== Kaynak Metin ==
════════

Logo

5. Hukuk Dairesi2023/4181 E. 2023/11582 K.

Yapay Zeka Özeti

Uyuşmazlık: Davacılar, taşınmazlarının nehir yatağı haline gelmesi nedeniyle davalı idareden kamulaştırmasız el atma bedeli ve ecrimisil talep etmişlerdir.

Gerekçe ve Sonuç: Taşınmaza net gelir metodu uygulanarak değer biçilmesinin ve davalı idarenin taşınmazın su altında kalmasından sorumlu tutulmasının usul ve yasaya uygun olduğu gözetilerek, istinaf mahkemesi kararının onanmasına karar verilmiştir.

Karar Metni

"İçtihat Metni"

MAHKEMESİ : Van Bölge Adliye Mahkemesi 1. Hukuk Dairesi

SAYISI : 2022/3769 Esas, 2023/133 Karar

KARAR : Esastan ret

İLK DERECE MAHKEMESİ : ... Asliye Hukuk Mahkemesi

SAYISI : 2021/151 Esas, 2022/180 Karar

Taraflar arasındaki kamulaştırmasız el atılan taşınmaz bedelinin tahsili ve ecrimisil istemine ilişkin davada yapılan yargılama sonunda İlk Derece Mahkemesince davanın kabulüne karar verilmiştir.

════════

== Bir veri derlemesinden kayıtlar ==
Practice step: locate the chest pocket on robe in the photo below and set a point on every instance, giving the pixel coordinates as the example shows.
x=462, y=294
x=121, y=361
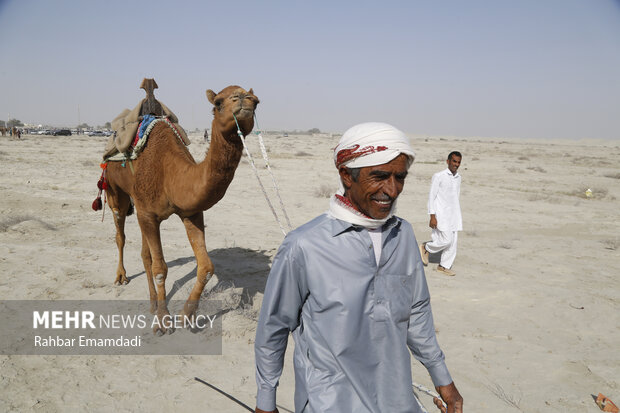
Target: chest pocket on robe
x=393, y=297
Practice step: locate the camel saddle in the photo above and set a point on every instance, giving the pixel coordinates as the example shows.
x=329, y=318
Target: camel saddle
x=126, y=125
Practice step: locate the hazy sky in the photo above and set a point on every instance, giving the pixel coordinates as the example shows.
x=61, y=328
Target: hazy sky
x=493, y=68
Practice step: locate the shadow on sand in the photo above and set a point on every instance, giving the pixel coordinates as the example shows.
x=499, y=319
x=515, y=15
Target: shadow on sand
x=234, y=267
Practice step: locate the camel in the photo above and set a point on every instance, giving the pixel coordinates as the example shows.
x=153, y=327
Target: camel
x=167, y=180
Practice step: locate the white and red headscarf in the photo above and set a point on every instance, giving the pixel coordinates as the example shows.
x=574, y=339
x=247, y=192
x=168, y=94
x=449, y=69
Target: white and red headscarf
x=366, y=144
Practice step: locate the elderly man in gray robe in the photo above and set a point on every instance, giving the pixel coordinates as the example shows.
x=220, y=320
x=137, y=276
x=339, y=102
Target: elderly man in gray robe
x=354, y=295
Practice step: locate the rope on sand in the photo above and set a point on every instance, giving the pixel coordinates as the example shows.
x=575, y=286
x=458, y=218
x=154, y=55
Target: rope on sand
x=260, y=183
x=425, y=390
x=273, y=179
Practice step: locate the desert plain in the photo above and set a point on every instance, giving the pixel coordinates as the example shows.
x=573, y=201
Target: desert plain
x=530, y=323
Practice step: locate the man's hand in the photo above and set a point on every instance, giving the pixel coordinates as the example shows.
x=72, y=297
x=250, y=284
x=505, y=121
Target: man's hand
x=451, y=396
x=433, y=222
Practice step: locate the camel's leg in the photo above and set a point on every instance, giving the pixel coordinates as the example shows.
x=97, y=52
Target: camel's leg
x=159, y=270
x=119, y=204
x=195, y=228
x=148, y=264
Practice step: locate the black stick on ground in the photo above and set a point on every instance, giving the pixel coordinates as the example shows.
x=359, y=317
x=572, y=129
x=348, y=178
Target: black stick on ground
x=225, y=394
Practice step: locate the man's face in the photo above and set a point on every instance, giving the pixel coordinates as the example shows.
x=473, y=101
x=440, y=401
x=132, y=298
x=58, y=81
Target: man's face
x=377, y=187
x=453, y=164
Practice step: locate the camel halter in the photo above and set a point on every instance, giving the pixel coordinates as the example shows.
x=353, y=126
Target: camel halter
x=260, y=183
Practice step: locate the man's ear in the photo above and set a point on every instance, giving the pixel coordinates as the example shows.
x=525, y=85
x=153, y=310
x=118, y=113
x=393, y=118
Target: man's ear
x=345, y=177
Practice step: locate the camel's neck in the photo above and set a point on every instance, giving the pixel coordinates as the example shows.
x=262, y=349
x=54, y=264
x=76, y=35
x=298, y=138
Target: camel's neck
x=218, y=168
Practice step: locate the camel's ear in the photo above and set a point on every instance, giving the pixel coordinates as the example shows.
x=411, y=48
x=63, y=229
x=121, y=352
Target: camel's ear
x=211, y=96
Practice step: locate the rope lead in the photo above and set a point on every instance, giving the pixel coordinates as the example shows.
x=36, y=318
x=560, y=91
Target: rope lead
x=247, y=152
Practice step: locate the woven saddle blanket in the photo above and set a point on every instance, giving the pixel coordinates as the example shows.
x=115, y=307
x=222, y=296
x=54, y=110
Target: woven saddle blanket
x=126, y=126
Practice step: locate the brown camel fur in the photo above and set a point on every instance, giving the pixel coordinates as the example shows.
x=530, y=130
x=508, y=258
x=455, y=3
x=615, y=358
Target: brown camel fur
x=168, y=181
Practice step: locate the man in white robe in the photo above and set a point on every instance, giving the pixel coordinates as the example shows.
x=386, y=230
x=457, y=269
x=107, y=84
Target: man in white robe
x=445, y=215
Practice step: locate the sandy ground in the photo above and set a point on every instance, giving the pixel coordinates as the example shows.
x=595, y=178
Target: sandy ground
x=530, y=323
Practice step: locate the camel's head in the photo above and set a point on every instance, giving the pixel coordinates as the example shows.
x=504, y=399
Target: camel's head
x=233, y=100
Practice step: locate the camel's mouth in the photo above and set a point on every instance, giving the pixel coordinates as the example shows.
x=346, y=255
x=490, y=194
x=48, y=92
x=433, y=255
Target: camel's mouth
x=245, y=113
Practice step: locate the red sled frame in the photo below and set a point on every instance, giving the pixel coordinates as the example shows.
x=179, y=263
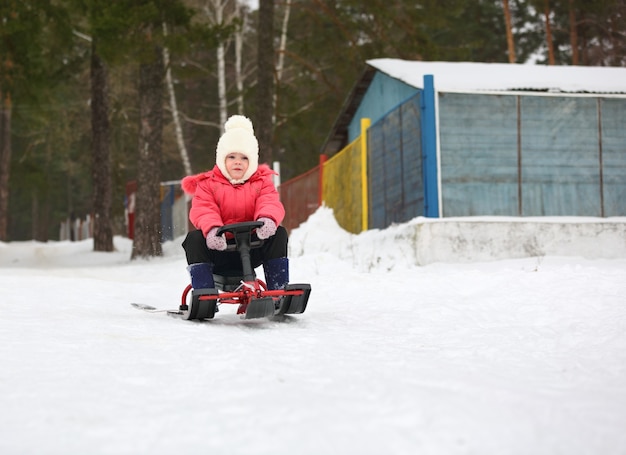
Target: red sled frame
x=252, y=295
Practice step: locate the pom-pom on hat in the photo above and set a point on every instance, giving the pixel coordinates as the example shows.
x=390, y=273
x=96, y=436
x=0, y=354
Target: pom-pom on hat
x=238, y=137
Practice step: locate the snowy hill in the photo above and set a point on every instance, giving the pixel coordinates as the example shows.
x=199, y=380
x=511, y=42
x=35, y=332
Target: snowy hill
x=509, y=356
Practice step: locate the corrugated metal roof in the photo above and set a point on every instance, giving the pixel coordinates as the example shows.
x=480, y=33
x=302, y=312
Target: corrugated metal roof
x=469, y=76
x=477, y=77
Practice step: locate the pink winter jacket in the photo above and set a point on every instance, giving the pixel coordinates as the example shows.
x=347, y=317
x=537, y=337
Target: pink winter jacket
x=217, y=202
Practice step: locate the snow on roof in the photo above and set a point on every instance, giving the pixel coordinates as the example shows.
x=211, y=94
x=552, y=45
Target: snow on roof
x=468, y=77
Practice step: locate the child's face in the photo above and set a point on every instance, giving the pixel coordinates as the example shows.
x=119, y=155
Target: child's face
x=236, y=165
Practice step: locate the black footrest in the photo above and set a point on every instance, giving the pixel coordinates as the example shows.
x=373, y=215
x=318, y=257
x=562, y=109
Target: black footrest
x=295, y=304
x=260, y=308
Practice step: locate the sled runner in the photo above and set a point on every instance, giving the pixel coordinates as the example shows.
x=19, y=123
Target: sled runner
x=242, y=287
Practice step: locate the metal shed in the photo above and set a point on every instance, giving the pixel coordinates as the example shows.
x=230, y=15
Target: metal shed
x=473, y=139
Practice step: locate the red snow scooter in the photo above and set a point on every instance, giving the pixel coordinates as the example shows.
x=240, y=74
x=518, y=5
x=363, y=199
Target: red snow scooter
x=242, y=287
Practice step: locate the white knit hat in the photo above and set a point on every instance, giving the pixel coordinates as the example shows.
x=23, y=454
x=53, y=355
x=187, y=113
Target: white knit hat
x=238, y=137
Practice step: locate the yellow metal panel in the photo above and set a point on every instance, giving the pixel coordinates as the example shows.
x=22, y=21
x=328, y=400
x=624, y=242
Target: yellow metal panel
x=344, y=186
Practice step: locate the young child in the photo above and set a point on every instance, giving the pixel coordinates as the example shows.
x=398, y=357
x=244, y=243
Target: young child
x=237, y=189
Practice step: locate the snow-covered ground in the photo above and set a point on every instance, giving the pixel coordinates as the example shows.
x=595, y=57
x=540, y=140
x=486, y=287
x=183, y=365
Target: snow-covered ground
x=517, y=356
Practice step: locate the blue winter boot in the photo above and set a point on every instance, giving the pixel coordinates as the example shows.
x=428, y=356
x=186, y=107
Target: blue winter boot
x=276, y=273
x=201, y=275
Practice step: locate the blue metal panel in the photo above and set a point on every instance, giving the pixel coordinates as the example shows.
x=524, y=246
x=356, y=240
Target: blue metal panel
x=384, y=94
x=395, y=173
x=478, y=136
x=560, y=156
x=613, y=127
x=429, y=149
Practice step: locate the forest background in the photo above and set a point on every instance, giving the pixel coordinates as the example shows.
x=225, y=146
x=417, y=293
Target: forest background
x=97, y=93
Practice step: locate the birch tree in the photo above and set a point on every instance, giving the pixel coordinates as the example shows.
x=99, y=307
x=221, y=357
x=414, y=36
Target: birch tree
x=509, y=31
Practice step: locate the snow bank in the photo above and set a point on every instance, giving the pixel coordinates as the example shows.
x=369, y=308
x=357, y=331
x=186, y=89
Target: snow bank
x=423, y=241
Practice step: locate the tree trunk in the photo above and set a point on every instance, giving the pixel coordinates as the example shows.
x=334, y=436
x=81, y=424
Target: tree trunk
x=239, y=36
x=281, y=59
x=509, y=31
x=101, y=168
x=549, y=42
x=265, y=80
x=147, y=242
x=180, y=140
x=573, y=32
x=5, y=161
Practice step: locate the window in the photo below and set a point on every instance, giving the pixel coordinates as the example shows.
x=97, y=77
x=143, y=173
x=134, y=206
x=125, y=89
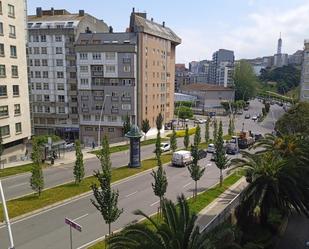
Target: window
x=5, y=130
x=12, y=31
x=11, y=10
x=83, y=69
x=2, y=71
x=2, y=49
x=17, y=110
x=61, y=98
x=60, y=87
x=59, y=75
x=14, y=70
x=3, y=91
x=59, y=63
x=110, y=55
x=45, y=74
x=127, y=68
x=58, y=50
x=96, y=56
x=4, y=111
x=45, y=62
x=15, y=90
x=45, y=86
x=38, y=86
x=43, y=50
x=83, y=56
x=13, y=51
x=58, y=38
x=110, y=69
x=36, y=50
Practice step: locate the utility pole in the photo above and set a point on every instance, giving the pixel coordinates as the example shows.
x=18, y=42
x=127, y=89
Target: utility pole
x=6, y=216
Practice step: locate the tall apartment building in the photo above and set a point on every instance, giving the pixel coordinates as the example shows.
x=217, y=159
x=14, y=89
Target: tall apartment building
x=304, y=85
x=156, y=47
x=52, y=68
x=14, y=97
x=106, y=70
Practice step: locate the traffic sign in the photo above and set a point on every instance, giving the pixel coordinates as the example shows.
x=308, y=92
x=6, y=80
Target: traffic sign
x=73, y=224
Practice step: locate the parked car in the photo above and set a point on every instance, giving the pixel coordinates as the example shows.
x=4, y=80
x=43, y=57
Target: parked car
x=211, y=148
x=165, y=147
x=181, y=158
x=202, y=154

════════

== Görev ==
Yukarıdaki kamulaştırmasız el atma kararının metnini hiçbir yerini değiştirmeden baştan sona aktarın.

== Çözülmüş Alıştırma ==
Logo

5. Hukuk Dairesi2023/4181 E. 2023/11582 K.

Yapay Zeka Özeti

Uyuşmazlık: Davacılar, taşınmazlarının nehir yatağı haline gelmesi nedeniyle davalı idareden kamulaştırmasız el atma bedeli ve ecrimisil talep etmişlerdir.

Gerekçe ve Sonuç: Taşınmaza net gelir metodu uygulanarak değer biçilmesinin ve davalı idarenin taşınmazın su altında kalmasından sorumlu tutulmasının usul ve yasaya uygun olduğu gözetilerek, istinaf mahkemesi kararının onanmasına karar verilmiştir.

Karar Metni

"İçtihat Metni"

MAHKEMESİ : Van Bölge Adliye Mahkemesi 1. Hukuk Dairesi

SAYISI : 2022/3769 Esas, 2023/133 Karar

KARAR : Esastan ret

İLK DERECE MAHKEMESİ : ... Asliye Hukuk Mahkemesi

SAYISI : 2021/151 Esas, 2022/180 Karar

Taraflar arasındaki kamulaştırmasız el atılan taşınmaz bedelinin tahsili ve ecrimisil istemine ilişkin davada yapılan yargılama sonunda İlk Derece Mahkemesince davanın kabulüne karar verilmiştir.